» Required task
According to the forum post below about the Ethernet shield, how often does the sketch send its atmospheric pressure data to Xively?

Ethernet Shield possibly seizing

Hi Folks,

I'm looking for an idea why my Mega2560 with Ethernet shield feeding data to Xively (aka Cosm aka Pachube) regurally after approx. 17hrs 35mins is seized on client.connect(). Applying watchdog the sketch is restarted and in fact everything runs as expected but ...

The components:

  • cableTV modem for connection to internet
  • cable modem
  • router Zyxel NBG 4615
  • Mega2560 with Ethernet Shield
  • the sketch is being improved time to time (runs 24/7 more than 2 years now), it is compiled by IDE 1.0.5 with Ethernet library

Shield has fixed IP address so there should be lease time on router (at least I can't find it there). The client connects to fixed Xively IP address on internet. Sketch measures the atmospheric pressure and send the data to Xively every 30 secs. Part of the sketch where program stops:

// this method makes a HTTP connection to the server:
void sendData(String thisData1) {
  // if there's a successful connection:

  if (client.connect()) {                                          //<-------------------------------------------------------problem here
    Serial.println("connecting...");
    // send the HTTP PUT request. 
    // fill in your feed address here:
    client.print("PUT /api/25574.csv HTTP/1.1\n");
    client.print("Host: www.pachube.com\n");
    // fill in your Pachube API key here:
    client.print("X-PachubeApiKey: ....ApiKeyHere... \n");
    client.print("Content-Length: ");

    // calculate the length of the sensor reading in bytes:
    int thisLength = thisData1.length();//getLength(thisData1);
    client.println(thisLength, DEC);

    // last pieces of the HTTP PUT request:
    client.print("Content-Type: text/csv\n");
    client.println("Connection: close\n");

    // here's the actual content of the PUT request:
    client.println(thisData1);

    // note the time that the connection was made:
    lastConnectionTime = millis();
  } 
  else {
    // if you couldn't make a connection:
    Serial.println("connection failed");
  }
}

Generally everything runs smoothly approx. 17hrs 35mins ( cca 63 300 secs ) and then sketch will not pass "client.connect()" statement and watchdog fires the reset of the board. Within above time period there is a really few cases that "if (client.connect() )" is not true I will get the print out in "else" branch.

» Listing

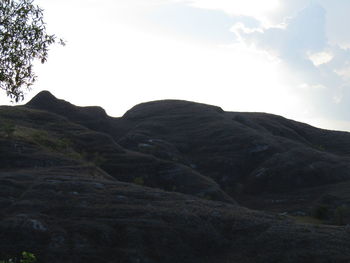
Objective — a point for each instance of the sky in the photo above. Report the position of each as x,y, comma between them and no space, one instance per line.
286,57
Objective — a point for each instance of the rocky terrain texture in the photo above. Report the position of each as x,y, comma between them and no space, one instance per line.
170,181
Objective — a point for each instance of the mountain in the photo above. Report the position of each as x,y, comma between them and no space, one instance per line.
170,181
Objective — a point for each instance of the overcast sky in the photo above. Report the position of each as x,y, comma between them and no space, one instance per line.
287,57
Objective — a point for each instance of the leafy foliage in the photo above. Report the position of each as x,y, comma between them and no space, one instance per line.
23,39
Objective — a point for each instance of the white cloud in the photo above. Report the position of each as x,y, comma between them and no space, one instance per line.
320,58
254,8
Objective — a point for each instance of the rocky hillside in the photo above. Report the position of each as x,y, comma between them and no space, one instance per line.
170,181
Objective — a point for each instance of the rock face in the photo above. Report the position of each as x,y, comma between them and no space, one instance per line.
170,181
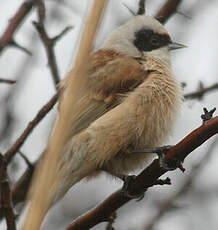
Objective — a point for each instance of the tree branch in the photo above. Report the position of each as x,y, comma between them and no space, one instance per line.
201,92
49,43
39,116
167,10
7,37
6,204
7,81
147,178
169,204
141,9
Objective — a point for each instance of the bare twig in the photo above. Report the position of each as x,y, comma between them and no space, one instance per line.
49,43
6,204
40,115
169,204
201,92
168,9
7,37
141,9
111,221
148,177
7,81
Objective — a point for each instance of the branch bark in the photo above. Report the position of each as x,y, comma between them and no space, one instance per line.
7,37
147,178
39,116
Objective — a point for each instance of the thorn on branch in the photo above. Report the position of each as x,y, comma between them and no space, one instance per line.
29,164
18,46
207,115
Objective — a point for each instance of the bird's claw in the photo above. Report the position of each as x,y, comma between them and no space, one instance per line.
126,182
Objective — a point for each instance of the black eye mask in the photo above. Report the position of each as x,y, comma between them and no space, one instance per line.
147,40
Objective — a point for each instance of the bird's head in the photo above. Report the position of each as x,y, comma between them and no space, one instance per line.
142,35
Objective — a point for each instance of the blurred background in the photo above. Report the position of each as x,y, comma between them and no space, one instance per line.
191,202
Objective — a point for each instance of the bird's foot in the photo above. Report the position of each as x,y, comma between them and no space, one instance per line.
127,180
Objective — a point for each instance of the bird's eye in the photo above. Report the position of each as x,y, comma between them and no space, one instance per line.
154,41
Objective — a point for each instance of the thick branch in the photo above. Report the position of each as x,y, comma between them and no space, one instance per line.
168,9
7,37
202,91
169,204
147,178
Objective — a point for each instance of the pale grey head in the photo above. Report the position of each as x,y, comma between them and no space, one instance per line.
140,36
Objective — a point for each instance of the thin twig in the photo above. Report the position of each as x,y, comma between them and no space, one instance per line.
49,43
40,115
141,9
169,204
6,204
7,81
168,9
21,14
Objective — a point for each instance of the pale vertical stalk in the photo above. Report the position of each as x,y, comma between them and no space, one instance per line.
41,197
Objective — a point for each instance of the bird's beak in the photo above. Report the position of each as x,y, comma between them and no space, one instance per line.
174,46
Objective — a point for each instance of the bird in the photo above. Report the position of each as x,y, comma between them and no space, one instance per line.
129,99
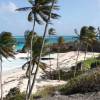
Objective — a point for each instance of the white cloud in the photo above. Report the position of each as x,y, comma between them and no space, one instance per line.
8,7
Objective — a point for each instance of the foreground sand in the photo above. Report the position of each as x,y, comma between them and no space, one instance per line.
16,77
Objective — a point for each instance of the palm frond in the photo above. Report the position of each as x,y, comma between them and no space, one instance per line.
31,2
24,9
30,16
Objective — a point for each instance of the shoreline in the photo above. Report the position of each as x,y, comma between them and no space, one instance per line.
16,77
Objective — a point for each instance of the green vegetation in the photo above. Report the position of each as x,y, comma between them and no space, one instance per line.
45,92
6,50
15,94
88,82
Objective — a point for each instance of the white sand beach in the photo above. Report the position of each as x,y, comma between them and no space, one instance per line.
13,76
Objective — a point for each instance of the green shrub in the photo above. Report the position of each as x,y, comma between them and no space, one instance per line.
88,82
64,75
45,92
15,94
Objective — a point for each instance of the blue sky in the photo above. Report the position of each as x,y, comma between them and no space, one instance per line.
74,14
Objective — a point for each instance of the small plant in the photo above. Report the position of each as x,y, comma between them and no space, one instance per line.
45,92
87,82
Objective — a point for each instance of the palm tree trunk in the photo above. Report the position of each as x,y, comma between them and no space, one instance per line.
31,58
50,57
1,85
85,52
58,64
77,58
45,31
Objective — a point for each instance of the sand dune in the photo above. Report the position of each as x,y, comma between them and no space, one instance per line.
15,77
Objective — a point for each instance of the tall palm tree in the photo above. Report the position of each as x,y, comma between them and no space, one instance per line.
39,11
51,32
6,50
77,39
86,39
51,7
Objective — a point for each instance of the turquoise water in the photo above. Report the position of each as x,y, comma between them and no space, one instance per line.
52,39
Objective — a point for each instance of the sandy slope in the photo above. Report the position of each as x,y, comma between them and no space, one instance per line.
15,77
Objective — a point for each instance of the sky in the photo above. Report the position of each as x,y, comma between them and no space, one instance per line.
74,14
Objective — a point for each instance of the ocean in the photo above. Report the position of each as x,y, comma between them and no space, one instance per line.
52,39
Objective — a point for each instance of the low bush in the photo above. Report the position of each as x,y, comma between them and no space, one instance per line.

» Answer below
Every 30 seconds.